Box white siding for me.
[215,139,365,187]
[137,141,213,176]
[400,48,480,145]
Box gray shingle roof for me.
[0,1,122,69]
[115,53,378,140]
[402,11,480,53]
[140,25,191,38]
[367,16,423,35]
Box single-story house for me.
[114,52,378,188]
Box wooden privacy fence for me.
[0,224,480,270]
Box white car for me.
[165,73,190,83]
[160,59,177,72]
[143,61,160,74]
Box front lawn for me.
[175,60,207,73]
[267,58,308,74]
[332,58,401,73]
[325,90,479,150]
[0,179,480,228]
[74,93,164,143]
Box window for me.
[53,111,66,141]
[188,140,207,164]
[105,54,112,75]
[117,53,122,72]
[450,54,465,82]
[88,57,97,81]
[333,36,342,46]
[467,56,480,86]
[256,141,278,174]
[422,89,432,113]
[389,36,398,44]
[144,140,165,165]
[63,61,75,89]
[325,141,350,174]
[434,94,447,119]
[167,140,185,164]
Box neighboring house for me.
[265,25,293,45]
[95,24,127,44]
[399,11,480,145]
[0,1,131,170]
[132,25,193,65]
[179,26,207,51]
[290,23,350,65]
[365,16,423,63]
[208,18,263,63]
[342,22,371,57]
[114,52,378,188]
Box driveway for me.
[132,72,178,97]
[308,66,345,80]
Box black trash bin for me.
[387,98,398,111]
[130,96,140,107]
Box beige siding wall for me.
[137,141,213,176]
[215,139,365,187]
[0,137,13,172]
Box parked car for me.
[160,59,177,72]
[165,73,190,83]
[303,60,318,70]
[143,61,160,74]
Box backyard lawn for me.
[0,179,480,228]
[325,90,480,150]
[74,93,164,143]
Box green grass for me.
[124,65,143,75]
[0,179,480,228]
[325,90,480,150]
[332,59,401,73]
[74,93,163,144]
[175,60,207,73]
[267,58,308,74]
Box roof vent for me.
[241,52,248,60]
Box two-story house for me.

== THE PROBLEM ==
Rewrite the listing above, changing every "Box" to "Outline" and leaving everything else as it is.

== WRITTEN ANSWER ==
Outline white siding for me.
[215,139,365,187]
[137,141,213,176]
[400,48,480,145]
Outline gray shingle roof for me.
[0,1,122,69]
[115,53,378,140]
[402,11,480,53]
[140,25,191,38]
[367,16,423,35]
Outline single-story house for me.
[114,52,378,188]
Outline wooden privacy fence for me.
[0,224,480,270]
Outline white car for me.
[165,73,190,83]
[160,59,177,72]
[143,61,160,74]
Outline front lawn for me.
[175,60,207,73]
[267,58,308,74]
[332,58,401,73]
[325,90,479,150]
[0,179,480,228]
[74,93,164,143]
Outline window for me.
[53,111,66,141]
[188,140,207,164]
[105,54,112,75]
[117,53,122,72]
[450,54,465,82]
[88,57,97,81]
[333,36,342,46]
[467,56,480,86]
[256,141,278,174]
[422,89,432,113]
[389,36,398,44]
[144,140,165,165]
[63,61,75,89]
[325,141,350,174]
[434,94,447,119]
[167,140,185,164]
Outline neighboring house for me.
[265,25,293,45]
[95,24,127,44]
[399,11,480,145]
[0,1,131,170]
[132,25,193,65]
[179,26,207,51]
[290,23,350,65]
[365,16,423,63]
[208,18,263,63]
[342,22,371,57]
[114,52,378,188]
Outline driveway for me.
[132,72,178,97]
[308,66,345,80]
Outline black trash bin for me.
[387,98,398,111]
[130,96,140,107]
Outline beige siding wall for me.
[137,141,213,176]
[215,139,365,187]
[0,137,13,172]
Outline parked car for me.
[160,59,177,72]
[165,73,190,83]
[303,60,318,70]
[143,61,160,74]
Outline backyard lawn for me.
[0,179,480,228]
[325,90,480,150]
[74,93,164,143]
Outline green grass for me.
[124,65,143,75]
[0,179,480,228]
[325,90,480,150]
[332,59,401,73]
[74,93,163,144]
[175,60,207,73]
[267,58,308,74]
Outline roof vent for me.
[241,52,248,60]
Outline two-story house for me.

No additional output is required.